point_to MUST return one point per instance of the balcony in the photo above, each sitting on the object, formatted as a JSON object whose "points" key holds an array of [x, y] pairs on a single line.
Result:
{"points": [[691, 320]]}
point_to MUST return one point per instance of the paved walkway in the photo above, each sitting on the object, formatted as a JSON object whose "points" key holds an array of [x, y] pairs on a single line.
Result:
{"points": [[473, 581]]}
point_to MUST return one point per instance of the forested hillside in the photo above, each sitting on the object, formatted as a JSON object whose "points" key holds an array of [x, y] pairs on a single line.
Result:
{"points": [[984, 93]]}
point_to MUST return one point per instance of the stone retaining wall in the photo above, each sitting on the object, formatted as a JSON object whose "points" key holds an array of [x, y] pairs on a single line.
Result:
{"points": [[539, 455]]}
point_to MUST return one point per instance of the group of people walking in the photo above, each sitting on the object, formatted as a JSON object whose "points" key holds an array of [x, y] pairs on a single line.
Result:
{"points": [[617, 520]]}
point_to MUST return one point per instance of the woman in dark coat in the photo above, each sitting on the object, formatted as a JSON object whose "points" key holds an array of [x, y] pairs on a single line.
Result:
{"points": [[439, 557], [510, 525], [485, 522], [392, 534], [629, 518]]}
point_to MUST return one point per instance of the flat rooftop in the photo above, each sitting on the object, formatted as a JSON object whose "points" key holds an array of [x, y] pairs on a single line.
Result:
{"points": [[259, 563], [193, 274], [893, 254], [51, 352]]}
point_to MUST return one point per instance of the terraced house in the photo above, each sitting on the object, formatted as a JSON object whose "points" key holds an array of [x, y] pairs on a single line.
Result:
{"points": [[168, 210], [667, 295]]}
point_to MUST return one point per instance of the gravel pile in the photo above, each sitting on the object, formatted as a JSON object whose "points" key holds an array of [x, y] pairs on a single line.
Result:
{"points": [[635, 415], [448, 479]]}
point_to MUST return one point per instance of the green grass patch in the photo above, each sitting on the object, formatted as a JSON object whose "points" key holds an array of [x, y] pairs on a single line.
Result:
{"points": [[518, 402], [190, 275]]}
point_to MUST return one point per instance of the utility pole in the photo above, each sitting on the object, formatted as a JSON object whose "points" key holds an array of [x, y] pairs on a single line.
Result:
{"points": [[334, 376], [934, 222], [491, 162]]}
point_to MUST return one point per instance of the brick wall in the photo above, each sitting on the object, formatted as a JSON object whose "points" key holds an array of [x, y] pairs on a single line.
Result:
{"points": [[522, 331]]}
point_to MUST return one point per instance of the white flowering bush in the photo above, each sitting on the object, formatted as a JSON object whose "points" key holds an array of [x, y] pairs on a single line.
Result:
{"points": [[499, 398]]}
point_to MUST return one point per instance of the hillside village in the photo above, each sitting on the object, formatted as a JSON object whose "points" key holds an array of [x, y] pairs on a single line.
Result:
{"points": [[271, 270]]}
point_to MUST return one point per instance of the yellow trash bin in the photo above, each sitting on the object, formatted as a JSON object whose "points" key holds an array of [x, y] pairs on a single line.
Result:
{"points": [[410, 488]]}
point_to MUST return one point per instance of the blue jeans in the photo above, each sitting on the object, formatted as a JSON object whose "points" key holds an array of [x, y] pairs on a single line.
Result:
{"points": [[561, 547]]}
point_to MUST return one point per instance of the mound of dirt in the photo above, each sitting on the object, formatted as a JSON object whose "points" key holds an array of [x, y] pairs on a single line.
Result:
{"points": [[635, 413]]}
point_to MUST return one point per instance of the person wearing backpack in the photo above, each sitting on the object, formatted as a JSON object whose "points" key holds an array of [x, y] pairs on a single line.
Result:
☆ ☆ ☆
- Task description
Copy every line of the data above word for word, with nothing changed.

- Complete response
point_to MUST return one point per instance of the balcony in the photo above, each sitting on the object, formatted as a JSON object whose "points" key holds an array of [x, y] pairs on a single line.
Result:
{"points": [[691, 320]]}
point_to MUST return one point per instance of the paved walkway in the photo above, each sitting on the object, formatted as a JSON object whose "points" key holds an array of [x, y] pairs on a single line.
Result:
{"points": [[473, 581]]}
point_to MUST return one point per instance of the forested hillside in the photo above, each sitting on the object, formatted as a JSON object whose "points" key holds an array of [x, y] pairs on a single line.
Result:
{"points": [[984, 93]]}
point_to MUST return one point per instance of the stone retaining wall in the photo above, each sitting on the object, formatted as a JSON object whose "points" key holds an array of [x, y] pairs on a single line.
Result:
{"points": [[539, 455]]}
point_to MUST return one point per instance of the group of people walking in the photo above, each sitting on the object, formatted as a JSON object whose "points" key holds an array of [x, y] pairs on a single line.
Result:
{"points": [[617, 520]]}
point_to MUST return one point per instance of the woman in dark coat in the photo above, each sitting on the object, formatted as a JSON object whose "points" key holds an array of [x, y] pairs on a single line.
Result:
{"points": [[439, 557], [510, 525], [485, 522], [392, 534], [629, 518]]}
point_to MUST return one point per instance of the flat rooftop in the photo above, each sitting on the object, formatted as a JSON object whose "points" key holds an array of [x, y] pairs on a single line.
Result:
{"points": [[259, 563], [193, 274], [893, 254], [51, 352]]}
point_to MUST return one point per instance of the terraced house in the photo above, each sitting on the object, formatted as a JSON object whose "points" key holds an array of [x, y] pairs on a single line.
Result:
{"points": [[168, 210], [667, 295]]}
point_to MUST return one point per instance of the gravel pile in the photo above, each sitting on the object, formatted as a JSON object whose "points" key holds an array of [x, y] pairs on a single line.
Result:
{"points": [[635, 415], [448, 479]]}
point_to MUST return one point per instance of the green grass patch in the photo above, each sitting on the object, formatted as a JSON object whose "points" key holds an array of [x, y] pairs on a single line.
Result:
{"points": [[518, 402], [190, 275]]}
point_to MUST return one point per instance of the utility pole in the photo above, each sitting on the object, formatted as a JSON object whose "points" key holds an array of [x, y] pairs on a single line.
Result:
{"points": [[334, 376], [934, 222], [491, 162]]}
point_to MUST return one point per instance of the brick wall in the photo above, each sitting on the object, formatted as a JSON object whose "points" key holds an array of [x, y] pairs on a single line.
Result:
{"points": [[522, 331]]}
point_to MUST return one point per instance of the white flowering bush in the photo above, each sitting on the object, formatted as a JSON object whose "points" key holds an array of [x, y] pairs on a single line.
Result:
{"points": [[499, 398]]}
point_to MUST return one point per instance of the hillside village in the photo above, each sitting on the object, formatted as a JSON object whose "points" key holds an array of [x, y] pairs on a single line.
Result:
{"points": [[271, 270]]}
point_to MUST return one point per instance of the yellow trash bin in the photo above, each sitting on the object, formatted as a JSON object whose "points" key holds an array of [x, y] pairs on a single line.
Result:
{"points": [[410, 488]]}
point_to MUST return one point per instance of the blue jeans in the photo above, each sitting on the object, formatted as a JSON object whose "points" key holds an array of [x, y] pairs on a single line.
Result:
{"points": [[561, 547]]}
point_to MUST return one point per instance of the mound of dirt in the photo above, each sitting on the object, formatted as a JSON object whose "points" key holds an array of [x, y] pairs on a single line.
Result:
{"points": [[635, 413]]}
point_to MUST return one point per instance of the person wearing backpack in the photo above, each sitting on the object, formatted as a JSON object whose "points" key holds an array of [x, y] pairs on a single line.
Result:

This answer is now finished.